*Available records*:
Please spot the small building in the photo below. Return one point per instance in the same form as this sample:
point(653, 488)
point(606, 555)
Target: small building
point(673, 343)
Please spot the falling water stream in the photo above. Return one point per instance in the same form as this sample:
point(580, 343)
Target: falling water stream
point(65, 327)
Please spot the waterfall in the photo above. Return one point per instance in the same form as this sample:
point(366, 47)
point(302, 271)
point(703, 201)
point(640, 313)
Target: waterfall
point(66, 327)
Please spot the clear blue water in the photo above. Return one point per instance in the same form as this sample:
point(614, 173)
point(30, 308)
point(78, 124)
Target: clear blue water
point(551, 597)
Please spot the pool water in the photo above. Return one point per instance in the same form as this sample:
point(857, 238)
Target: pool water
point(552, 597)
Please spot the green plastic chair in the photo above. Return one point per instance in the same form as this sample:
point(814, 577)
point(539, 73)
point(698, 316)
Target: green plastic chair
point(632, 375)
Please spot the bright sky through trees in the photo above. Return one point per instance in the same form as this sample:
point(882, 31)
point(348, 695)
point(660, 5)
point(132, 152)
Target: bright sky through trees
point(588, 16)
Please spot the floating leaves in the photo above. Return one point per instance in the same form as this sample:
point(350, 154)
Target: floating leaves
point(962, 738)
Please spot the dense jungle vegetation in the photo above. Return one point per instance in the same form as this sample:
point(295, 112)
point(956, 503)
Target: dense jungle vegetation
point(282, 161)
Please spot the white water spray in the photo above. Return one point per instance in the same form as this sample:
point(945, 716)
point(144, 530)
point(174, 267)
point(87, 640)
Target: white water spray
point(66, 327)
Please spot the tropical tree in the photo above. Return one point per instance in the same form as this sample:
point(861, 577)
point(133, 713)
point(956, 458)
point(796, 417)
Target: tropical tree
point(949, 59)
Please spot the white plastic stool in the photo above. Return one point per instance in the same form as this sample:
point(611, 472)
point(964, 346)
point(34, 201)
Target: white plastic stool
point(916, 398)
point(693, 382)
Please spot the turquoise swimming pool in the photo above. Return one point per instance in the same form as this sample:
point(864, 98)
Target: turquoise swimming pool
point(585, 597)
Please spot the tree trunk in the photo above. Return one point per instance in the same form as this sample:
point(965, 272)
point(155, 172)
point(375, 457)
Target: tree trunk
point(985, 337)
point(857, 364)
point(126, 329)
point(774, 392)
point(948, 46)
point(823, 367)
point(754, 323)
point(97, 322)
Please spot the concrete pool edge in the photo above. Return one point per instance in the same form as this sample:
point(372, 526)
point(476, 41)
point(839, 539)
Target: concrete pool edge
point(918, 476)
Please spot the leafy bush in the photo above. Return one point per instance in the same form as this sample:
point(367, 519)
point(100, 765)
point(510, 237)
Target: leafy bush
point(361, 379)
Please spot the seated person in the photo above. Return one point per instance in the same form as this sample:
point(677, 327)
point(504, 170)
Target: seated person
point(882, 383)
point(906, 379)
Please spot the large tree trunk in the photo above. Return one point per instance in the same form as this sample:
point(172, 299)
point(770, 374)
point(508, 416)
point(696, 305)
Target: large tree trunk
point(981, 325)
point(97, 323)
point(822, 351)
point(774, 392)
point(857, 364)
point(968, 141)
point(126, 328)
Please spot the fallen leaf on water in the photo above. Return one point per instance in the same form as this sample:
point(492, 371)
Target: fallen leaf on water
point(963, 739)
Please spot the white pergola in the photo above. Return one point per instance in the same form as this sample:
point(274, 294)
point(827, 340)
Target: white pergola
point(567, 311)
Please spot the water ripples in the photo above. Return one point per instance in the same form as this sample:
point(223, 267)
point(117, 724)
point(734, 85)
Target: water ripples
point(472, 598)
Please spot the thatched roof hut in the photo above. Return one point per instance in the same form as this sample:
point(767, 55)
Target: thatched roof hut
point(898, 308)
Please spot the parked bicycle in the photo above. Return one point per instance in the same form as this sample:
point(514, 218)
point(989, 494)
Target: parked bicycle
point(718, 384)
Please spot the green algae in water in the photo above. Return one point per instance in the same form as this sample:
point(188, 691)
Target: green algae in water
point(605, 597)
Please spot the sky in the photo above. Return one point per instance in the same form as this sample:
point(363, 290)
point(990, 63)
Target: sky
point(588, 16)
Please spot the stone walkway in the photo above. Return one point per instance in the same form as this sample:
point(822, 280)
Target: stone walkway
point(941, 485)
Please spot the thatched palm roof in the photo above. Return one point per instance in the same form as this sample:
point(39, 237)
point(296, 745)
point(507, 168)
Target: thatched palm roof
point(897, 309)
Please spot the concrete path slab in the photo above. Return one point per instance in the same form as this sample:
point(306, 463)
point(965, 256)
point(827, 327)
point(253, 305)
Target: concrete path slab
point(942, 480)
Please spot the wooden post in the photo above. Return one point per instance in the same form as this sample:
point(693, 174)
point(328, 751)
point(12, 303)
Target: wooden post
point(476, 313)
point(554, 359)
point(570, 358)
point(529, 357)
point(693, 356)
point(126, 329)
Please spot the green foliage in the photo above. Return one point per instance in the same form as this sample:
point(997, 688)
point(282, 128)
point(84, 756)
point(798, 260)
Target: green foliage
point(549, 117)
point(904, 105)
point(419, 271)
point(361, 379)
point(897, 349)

*Task*: Rewrite the rows above, replacing every occurrence of "Target" with "Object" and leaving everything else unchanged.

*Exercise response*:
Please spot the small building in the photo below. Return one point per instance in the same form as this sample:
point(653, 488)
point(606, 555)
Object: small building
point(673, 343)
Please spot the falling water stream in the photo above. Return one point per instance in the same form as this sample:
point(580, 343)
Object: falling water stream
point(65, 327)
Please spot the waterfall in the photo above. Return one point per instance in the same form as this sample:
point(366, 47)
point(302, 271)
point(703, 201)
point(640, 313)
Object: waterfall
point(66, 327)
Please spot the clear blue water in the photo above. Return one point per instance in the same form as this sample:
point(614, 173)
point(30, 308)
point(78, 124)
Object: clear blue water
point(551, 597)
Please spot the pool water in the photo above. Return one point per instance in the same form as this sample:
point(857, 238)
Object: pool water
point(552, 597)
Please spot the green plastic chair in the photo above. Return one point per instance in the same form as this sample:
point(814, 577)
point(539, 73)
point(698, 316)
Object: green plastic chair
point(632, 375)
Please spot the bright sky through trees in the photo above. Return one point per instance in the same form as this sample:
point(882, 31)
point(348, 695)
point(660, 5)
point(132, 152)
Object: bright sky through trees
point(588, 16)
Please spot the floating leaves in the photo above. Return one point per instance in the same form as this sample:
point(350, 154)
Object: floating leaves
point(962, 738)
Please spot the dense jungle vegetation in the photo above. Return one point per instance in the same form as this sample:
point(295, 112)
point(956, 503)
Object: dense jungle vegetation
point(282, 161)
Please spot the white water spray in the photo above. Return one point per instance in the same form as this sample:
point(945, 716)
point(144, 530)
point(174, 267)
point(87, 640)
Object: white water spray
point(66, 327)
Please spot the tropical tree in the photo above. Return one point per instance in the same form as this sample:
point(861, 577)
point(133, 713)
point(956, 458)
point(796, 417)
Object: tropical tree
point(949, 59)
Please spot the white plastic stool in the photo above. Return one point per instance in the same form as this sample:
point(611, 472)
point(964, 346)
point(34, 201)
Object: white plastic stool
point(916, 398)
point(693, 382)
Please spot the turquoise swimming pool in the photo above. Return one point per instance in the same form as this sample:
point(864, 98)
Object: turquoise swimming pool
point(585, 597)
Please spot the tree trunk in the photo above. Return one point per instance in the same form as this sample:
point(965, 272)
point(155, 172)
point(375, 457)
Object: tree trunk
point(985, 337)
point(857, 364)
point(126, 329)
point(774, 392)
point(948, 46)
point(823, 367)
point(754, 323)
point(97, 322)
Please spot the concrete pool edge in the photo above. Return one point per instance in the same form as this sample:
point(372, 526)
point(476, 41)
point(839, 539)
Object: concrete pool edge
point(918, 476)
Please spot the leafy bush in the photo above. Return one point per instance in the same form as this sample:
point(367, 519)
point(100, 765)
point(510, 237)
Object: leafy bush
point(361, 379)
Please spot the seated person in the photo above. Return one point per instance in the same form as this sample:
point(677, 327)
point(504, 170)
Object: seated person
point(882, 383)
point(906, 379)
Please spot the large tree trunk in the photo above. Return one point per instance in the same form as this sample:
point(172, 299)
point(770, 374)
point(508, 416)
point(696, 305)
Object: large tree trunk
point(981, 325)
point(97, 323)
point(822, 351)
point(774, 392)
point(857, 364)
point(968, 141)
point(126, 328)
Please spot the fallen leaf on water in the photo above. Return one point per instance in the same form as this sample:
point(492, 371)
Object: fallen leaf on water
point(963, 739)
Please spot the white pergola in the photo above. Return one point per instance in the same form as this sample:
point(274, 294)
point(827, 340)
Object: white pergola
point(567, 311)
Please spot the water ripples in the photo above. Return one point per instance in the same form as this sample:
point(223, 267)
point(117, 724)
point(734, 85)
Object: water ripples
point(472, 598)
Please spot the thatched roof hut in the photo above. Return one point per instance in the same form as this sample:
point(767, 55)
Object: thatched roof hut
point(898, 308)
Please spot the parked bicycle in the photo above. Return one point per instance in the same form as this sample:
point(514, 218)
point(989, 494)
Object: parked bicycle
point(718, 384)
Please spot the green algae in water in the photo above. Return one point per instance in the same form as this sample:
point(188, 691)
Object: green algae in water
point(605, 597)
Please spot the sky in the photo above. Return one point per instance in the same form as this sample:
point(363, 290)
point(990, 63)
Object: sky
point(588, 16)
Please spot the stone walkway in the photo above. Return one point per instance in the same form as this sample:
point(822, 280)
Object: stone walkway
point(941, 485)
Please spot the thatched palm roof in the photo above. Return one point per instance in the same form as this sample:
point(39, 237)
point(296, 745)
point(507, 168)
Object: thatched palm roof
point(897, 309)
Please spot the concrete path slab in the photo above. Return one point per instance in the same form as this sample:
point(306, 463)
point(965, 256)
point(827, 327)
point(253, 305)
Object: concrete path slab
point(942, 480)
Please spot the wooden post in the photo above. Return one point per instance in the same form as this sample:
point(693, 174)
point(328, 751)
point(12, 303)
Object: wooden post
point(476, 313)
point(554, 359)
point(570, 358)
point(529, 357)
point(693, 356)
point(126, 329)
Please spot the green foliage in the photo above. Return one point per instance in the same form as this sample:
point(997, 688)
point(282, 128)
point(84, 756)
point(798, 260)
Object: green foliage
point(549, 117)
point(904, 105)
point(419, 271)
point(361, 379)
point(897, 349)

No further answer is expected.